■ Aim of the exercise: Continue the text about the eye research group from the point where it stops.

START Passage provided

Prof. Michael A. Wride (Assistant Professor)


Work in the Ocular Development and Neurobiology research group is mainly concerned with the basic cellular, developmental and molecular genetic mechanisms that underlie the formation of the eye, an organ that Darwin described as one of his “Organs of Extreme Perfection and Complication” in 'The Origin of Species'.

Specifically, we are interested in the development and ageing of the lens and retina. Both are classic systems in developmental biology (e.g. Hans Spemann was awarded the 1935 Nobel Prize for Physiology or Medicine in part because of his work on lens induction. Furthermore, the study of the development of these essential components of the eye is highly relevant to gaining improved insights in to blindness caused by diseases such as cataract, glaucoma and age-related macular degeneration.


We use molecular biology techniques to investigate gene expression including RT-PCR/QPCR, microarray analysis, RNASeq, Western blotting, immunofluoresence microscopy, laser scanning confocal microscopy, histology and manipulation of genes/proteins of interest in tissue and cell culture and in vivo.

The molecular basis of lens development, ageing and cataract:

We are interested in the development of the ocular lens. The lens is comprised of two cell types: the lens epithelium at the anterior, which contains a stem cell population, and the lens fibre cells, which are derived from the differentiation of lens epithelial cells (See Figure 1). In particular, we have been studying the development of the secondary lens fibres, which undergo a process of organelle loss, including loss of nuclei. This process is essential for lens transparency. In order to clear itself of organelles, the lens uses cell death or apoptosis signalling pathways and various proteases. It is becoming apparent that defects in this process can cause cataract. We are also interested in using the lens to gain insights into molecules that regulate both cell proliferation and cell death, such as the tumour suppressor p53 and its regulator Mdm2 (see Figure 2).

END Passage provided
START Entries provided

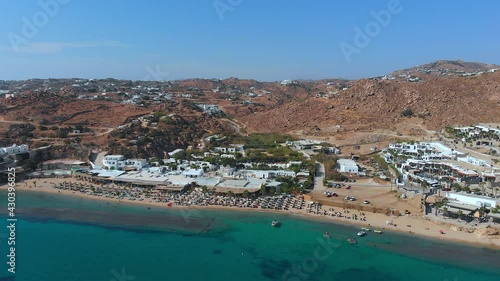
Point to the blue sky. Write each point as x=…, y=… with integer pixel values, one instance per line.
x=261, y=39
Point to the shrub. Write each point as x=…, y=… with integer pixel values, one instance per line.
x=407, y=112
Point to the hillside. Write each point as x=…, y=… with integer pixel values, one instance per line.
x=448, y=68
x=41, y=111
x=378, y=104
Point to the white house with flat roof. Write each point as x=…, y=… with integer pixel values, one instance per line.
x=193, y=173
x=267, y=174
x=119, y=162
x=347, y=166
x=469, y=199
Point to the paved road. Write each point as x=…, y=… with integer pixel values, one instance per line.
x=320, y=176
x=99, y=158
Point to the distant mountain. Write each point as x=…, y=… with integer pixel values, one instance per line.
x=448, y=68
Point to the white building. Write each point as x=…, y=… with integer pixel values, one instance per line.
x=268, y=174
x=467, y=199
x=347, y=166
x=193, y=173
x=119, y=162
x=172, y=153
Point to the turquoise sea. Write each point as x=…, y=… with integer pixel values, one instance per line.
x=66, y=238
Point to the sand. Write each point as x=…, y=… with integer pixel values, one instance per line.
x=414, y=224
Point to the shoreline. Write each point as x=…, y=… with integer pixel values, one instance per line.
x=409, y=225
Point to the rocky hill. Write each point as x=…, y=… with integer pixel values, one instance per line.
x=379, y=104
x=448, y=68
x=429, y=97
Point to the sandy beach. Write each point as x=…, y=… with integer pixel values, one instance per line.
x=416, y=225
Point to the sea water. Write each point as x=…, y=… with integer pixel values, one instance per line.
x=62, y=237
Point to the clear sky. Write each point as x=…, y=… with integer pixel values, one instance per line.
x=267, y=40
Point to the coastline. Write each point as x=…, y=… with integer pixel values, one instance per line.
x=411, y=225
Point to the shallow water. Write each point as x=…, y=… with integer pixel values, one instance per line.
x=66, y=238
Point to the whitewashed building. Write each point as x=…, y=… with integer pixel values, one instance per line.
x=347, y=166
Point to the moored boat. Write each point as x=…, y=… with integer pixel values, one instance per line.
x=361, y=233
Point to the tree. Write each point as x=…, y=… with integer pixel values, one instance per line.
x=445, y=210
x=246, y=194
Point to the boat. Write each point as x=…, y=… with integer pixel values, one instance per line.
x=361, y=233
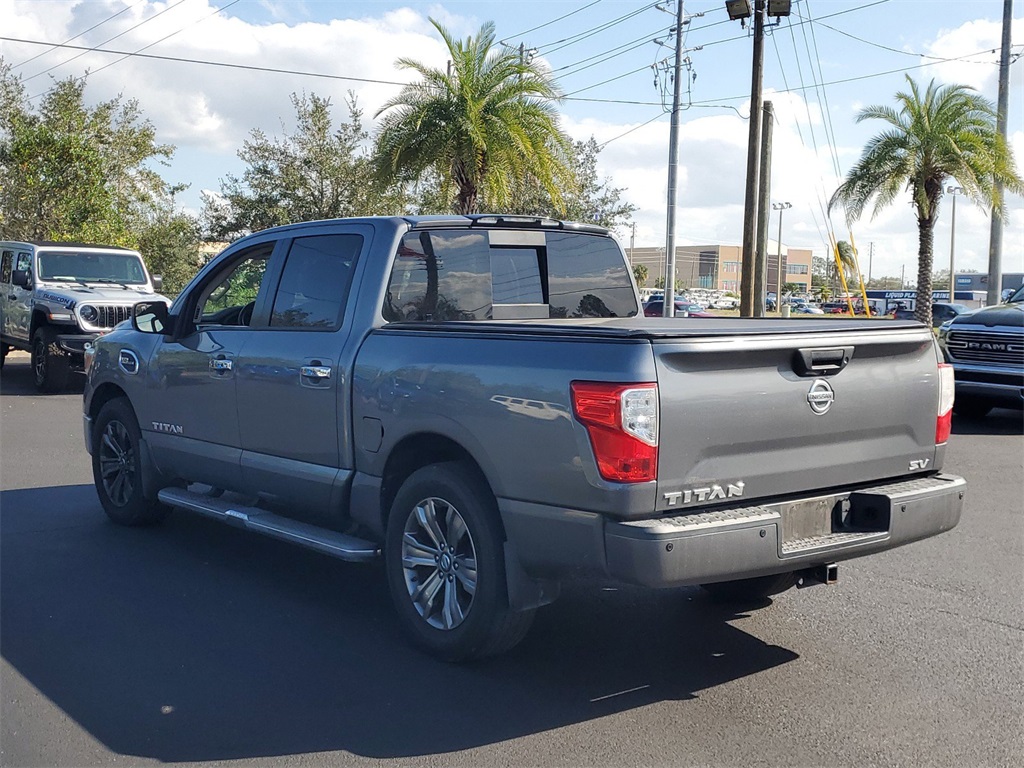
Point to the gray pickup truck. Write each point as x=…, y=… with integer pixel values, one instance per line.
x=478, y=400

END Entries provided

■ Response to this exercise:
Cataract is a clouding of the lens of the eye, which impedes the passage of light to the retina causing low vision or complete blindness. It results from ageing of the lens and with mutations in lens development genes and is one of the priority eye diseases of the World Health Organisation (WHO). There is still no known means of preventing this and although it is quite successfully treatable by implanting artificial lenses in to the eye, in some cases this procedure is itself associated with complications, such as posterior capsule opacification (PCO) requiring further treatment.

The molecular basis of retinal ganglion cell (RGC) development, ageing and death:

We are currently studying apoptosis signalling in the development, degeneration and death of RGCs in the retina.  We are investigating the expression and function of inhibitors of apoptosis (IAPs): Birc2/IAP1, Birc3/Iap2, Birc4/Xiap, Birc5/Survivin, Birc6/Bruce and Birc7/livin and caspases in RGC death during development. The results have implications for greater understanding of the role of these factors in retinal development, ageing and diseases. Furthermore, the retina is a particularly accessible part of the nervous system in which to gain insights into the underlying mechanisms of neurodegenerative diseases including glaucoma. Glaucoma is a complex disease causing visual field loss due to degeneration and death of retinal ganglion cells (RGCs) and characteristic optic neuropathy.

Age related macula degeneration (AMD):

AMD causes damage to the macula, a small spot near the center of the retina and the part of the eye needed for sharp, central vision, which lets us see objects that are straight ahead. In collaboration with Mr David keegan of The Mater Hospital, Dublin we are using microRNA profiling to identify biomarkers in the blood of AMD patients.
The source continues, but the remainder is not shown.